- _TASK GOAL_: Return only the number of lines in the records below where the string "white" shows up.

┄┄┄┄┄┄

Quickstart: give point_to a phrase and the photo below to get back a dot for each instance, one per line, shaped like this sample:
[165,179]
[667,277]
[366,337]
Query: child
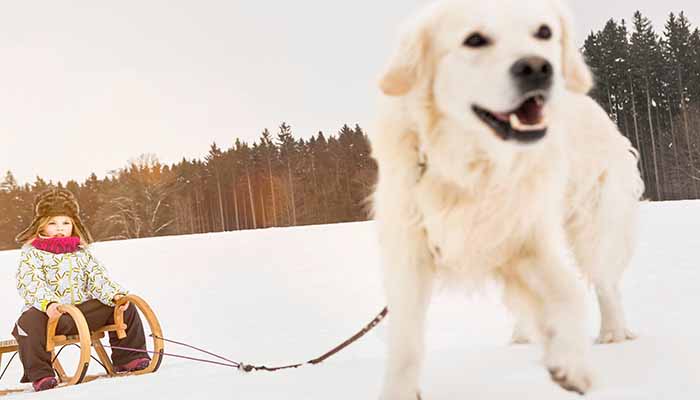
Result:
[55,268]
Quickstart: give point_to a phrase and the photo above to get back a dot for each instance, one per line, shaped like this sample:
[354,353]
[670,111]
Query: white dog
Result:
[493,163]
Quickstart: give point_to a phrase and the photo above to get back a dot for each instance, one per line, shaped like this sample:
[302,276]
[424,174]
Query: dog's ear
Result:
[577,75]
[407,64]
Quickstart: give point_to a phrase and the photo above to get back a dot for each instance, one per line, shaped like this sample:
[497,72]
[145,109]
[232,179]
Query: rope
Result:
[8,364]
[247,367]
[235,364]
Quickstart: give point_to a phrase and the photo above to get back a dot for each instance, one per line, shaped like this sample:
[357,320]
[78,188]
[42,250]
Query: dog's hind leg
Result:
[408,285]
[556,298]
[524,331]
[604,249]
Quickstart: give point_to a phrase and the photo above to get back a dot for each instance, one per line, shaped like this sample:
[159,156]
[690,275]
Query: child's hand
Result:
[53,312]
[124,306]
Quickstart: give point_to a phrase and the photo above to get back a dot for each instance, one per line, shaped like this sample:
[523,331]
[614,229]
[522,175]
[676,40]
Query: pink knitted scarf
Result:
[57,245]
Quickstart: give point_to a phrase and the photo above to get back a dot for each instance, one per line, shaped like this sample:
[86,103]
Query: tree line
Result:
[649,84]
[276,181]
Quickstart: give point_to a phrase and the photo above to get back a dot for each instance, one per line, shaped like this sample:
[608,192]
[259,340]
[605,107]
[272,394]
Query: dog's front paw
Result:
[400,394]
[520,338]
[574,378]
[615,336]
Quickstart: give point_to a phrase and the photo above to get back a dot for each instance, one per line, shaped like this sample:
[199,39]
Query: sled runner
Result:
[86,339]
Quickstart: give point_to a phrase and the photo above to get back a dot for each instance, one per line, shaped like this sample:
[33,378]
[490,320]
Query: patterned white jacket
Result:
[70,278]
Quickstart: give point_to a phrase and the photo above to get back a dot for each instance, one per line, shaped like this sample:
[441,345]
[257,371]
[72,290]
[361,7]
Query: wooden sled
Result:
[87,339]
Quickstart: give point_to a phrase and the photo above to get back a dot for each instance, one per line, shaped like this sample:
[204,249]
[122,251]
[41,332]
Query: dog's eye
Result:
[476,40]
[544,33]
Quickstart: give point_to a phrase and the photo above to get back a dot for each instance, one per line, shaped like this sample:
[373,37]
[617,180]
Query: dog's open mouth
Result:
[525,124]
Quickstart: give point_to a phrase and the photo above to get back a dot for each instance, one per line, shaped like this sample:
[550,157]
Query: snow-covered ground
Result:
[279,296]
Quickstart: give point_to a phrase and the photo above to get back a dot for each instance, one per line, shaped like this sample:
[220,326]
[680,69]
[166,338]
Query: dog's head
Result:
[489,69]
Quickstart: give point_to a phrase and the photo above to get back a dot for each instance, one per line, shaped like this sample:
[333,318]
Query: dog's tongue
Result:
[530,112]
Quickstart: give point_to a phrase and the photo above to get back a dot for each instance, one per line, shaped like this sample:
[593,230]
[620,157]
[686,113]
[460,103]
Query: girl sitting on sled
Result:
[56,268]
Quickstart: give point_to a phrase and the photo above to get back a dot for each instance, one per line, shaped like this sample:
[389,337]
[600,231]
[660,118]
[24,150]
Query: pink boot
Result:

┄┄┄┄┄┄

- _ANSWER SPACE_: 2